Start of The input

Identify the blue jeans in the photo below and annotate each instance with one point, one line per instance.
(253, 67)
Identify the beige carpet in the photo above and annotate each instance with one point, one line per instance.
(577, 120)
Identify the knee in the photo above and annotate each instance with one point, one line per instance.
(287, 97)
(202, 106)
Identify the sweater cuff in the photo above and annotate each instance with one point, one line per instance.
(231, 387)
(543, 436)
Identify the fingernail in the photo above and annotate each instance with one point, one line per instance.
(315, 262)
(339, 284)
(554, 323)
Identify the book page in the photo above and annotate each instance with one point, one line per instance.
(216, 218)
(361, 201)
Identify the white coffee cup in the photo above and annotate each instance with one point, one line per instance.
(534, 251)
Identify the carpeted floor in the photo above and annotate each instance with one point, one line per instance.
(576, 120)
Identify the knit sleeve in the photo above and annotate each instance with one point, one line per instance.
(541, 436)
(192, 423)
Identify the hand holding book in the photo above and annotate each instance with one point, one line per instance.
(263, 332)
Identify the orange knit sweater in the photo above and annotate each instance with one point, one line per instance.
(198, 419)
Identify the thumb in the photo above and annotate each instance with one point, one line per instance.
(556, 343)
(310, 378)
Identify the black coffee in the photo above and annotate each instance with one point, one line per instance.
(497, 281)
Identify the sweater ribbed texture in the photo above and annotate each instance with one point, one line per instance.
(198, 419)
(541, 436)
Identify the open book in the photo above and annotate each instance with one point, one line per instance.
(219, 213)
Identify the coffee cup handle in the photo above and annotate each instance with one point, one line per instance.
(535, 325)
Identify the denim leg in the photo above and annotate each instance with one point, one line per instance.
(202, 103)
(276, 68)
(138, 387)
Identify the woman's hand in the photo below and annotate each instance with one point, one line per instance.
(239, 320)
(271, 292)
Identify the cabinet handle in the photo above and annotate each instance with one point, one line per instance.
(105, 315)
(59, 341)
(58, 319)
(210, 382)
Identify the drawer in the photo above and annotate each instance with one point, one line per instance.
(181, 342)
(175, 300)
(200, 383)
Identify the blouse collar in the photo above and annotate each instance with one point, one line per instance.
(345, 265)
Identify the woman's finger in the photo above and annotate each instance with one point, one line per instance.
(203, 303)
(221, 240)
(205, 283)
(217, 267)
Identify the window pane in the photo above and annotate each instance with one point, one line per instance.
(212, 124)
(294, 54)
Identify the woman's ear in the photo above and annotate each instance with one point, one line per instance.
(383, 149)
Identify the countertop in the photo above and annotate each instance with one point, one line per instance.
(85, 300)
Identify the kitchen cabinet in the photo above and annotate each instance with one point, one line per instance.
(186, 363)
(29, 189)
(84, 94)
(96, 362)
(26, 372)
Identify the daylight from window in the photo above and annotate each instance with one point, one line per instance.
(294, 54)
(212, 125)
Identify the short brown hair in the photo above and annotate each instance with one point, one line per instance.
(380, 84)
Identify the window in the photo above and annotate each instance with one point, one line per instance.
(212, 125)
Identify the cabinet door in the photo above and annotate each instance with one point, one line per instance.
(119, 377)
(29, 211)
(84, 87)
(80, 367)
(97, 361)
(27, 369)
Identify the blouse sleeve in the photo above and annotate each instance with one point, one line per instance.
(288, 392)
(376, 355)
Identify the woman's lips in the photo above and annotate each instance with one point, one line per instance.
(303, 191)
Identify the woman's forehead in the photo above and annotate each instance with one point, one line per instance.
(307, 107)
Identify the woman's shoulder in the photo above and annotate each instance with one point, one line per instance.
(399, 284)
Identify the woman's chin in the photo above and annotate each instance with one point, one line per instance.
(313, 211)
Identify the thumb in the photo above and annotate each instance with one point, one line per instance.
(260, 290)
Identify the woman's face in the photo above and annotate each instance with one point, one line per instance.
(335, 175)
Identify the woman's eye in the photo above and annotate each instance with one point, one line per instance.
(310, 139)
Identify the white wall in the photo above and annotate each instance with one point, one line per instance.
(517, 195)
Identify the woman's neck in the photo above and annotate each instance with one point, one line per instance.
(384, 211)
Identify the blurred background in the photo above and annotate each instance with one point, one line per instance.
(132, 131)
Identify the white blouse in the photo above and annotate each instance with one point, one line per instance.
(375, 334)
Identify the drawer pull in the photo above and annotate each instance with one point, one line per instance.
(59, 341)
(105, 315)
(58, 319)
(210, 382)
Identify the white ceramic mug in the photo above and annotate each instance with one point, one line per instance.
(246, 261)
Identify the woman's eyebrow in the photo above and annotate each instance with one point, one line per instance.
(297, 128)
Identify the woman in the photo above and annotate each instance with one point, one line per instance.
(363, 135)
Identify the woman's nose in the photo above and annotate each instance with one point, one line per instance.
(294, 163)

End of The input
Start of The input

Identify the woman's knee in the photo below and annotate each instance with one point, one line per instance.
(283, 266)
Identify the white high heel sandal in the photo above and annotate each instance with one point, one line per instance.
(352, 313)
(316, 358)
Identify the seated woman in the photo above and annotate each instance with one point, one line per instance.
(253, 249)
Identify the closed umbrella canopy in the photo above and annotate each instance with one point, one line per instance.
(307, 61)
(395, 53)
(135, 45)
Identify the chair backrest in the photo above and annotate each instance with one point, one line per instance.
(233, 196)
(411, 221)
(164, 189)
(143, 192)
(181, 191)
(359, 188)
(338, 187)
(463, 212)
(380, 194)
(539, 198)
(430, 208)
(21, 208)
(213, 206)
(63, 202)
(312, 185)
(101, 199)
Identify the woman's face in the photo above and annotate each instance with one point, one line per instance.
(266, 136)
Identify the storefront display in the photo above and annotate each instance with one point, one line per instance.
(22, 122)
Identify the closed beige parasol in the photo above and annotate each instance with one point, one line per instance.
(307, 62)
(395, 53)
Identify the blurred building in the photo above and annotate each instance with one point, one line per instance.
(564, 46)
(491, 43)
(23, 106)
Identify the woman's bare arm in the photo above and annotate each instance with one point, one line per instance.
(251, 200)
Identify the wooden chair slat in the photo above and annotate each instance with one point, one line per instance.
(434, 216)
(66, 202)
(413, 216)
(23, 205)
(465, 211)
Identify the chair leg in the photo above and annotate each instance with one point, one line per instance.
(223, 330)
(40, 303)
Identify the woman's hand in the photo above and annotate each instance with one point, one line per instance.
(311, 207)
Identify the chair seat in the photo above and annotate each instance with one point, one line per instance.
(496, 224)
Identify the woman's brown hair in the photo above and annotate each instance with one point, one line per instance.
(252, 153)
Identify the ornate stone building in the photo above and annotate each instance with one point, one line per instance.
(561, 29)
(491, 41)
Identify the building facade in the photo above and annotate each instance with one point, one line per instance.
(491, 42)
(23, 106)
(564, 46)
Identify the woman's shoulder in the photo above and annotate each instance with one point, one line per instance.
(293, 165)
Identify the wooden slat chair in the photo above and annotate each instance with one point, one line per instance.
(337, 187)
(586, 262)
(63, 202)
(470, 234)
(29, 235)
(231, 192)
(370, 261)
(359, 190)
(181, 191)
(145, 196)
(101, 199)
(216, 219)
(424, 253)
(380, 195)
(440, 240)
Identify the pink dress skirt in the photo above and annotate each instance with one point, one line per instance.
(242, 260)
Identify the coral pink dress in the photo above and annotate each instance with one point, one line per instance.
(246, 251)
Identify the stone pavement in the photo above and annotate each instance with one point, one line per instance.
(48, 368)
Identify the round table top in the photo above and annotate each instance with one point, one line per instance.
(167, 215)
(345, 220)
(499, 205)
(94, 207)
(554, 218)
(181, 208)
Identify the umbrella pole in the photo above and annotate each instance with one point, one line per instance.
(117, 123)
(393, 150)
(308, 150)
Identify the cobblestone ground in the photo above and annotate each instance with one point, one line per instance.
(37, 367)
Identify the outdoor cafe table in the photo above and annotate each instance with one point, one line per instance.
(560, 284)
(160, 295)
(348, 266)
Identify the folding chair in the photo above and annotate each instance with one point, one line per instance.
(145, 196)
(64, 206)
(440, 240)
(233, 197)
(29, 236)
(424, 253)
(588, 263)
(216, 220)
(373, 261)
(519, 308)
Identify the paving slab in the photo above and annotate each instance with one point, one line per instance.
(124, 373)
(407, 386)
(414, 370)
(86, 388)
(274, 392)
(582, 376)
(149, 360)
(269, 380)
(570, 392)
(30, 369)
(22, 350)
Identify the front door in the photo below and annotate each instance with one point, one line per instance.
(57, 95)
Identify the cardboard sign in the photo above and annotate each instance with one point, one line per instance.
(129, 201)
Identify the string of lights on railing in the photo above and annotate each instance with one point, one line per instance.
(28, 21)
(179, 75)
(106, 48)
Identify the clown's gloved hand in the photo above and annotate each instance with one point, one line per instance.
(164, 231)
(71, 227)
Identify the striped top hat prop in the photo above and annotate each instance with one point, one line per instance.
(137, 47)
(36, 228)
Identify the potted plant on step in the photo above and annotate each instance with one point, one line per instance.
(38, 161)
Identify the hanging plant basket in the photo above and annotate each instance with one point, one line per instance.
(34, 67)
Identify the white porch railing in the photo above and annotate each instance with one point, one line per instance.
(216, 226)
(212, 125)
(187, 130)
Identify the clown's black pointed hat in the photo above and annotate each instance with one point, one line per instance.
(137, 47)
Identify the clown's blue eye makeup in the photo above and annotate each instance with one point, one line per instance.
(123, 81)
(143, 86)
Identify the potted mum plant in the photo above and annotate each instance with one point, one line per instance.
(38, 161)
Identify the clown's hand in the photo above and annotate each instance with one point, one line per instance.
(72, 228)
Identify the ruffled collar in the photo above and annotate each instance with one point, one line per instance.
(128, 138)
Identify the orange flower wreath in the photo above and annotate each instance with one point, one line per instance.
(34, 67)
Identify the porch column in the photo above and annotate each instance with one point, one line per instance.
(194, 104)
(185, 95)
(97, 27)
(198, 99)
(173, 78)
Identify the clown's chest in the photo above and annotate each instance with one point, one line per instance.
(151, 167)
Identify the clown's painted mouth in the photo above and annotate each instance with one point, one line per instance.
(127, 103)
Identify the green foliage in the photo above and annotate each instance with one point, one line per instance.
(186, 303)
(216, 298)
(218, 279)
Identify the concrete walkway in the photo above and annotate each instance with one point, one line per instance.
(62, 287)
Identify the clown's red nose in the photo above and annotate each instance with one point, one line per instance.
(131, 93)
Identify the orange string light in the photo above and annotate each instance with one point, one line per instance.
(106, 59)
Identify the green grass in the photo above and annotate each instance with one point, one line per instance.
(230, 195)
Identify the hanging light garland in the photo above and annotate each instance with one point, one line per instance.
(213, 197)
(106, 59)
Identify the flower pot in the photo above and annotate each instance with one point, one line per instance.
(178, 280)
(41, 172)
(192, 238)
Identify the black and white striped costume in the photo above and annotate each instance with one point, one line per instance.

End of The input

## Work required:
Return each line in the records that contains the word "green". Case counts, so uppercase and lowercase do not match each other.

## Completed exercise:
Identify the green foliage in the photo above and annotate each instance with one point, one line per instance.
Identify the green grass in the photo above and annotate each instance with one point, one line per instance.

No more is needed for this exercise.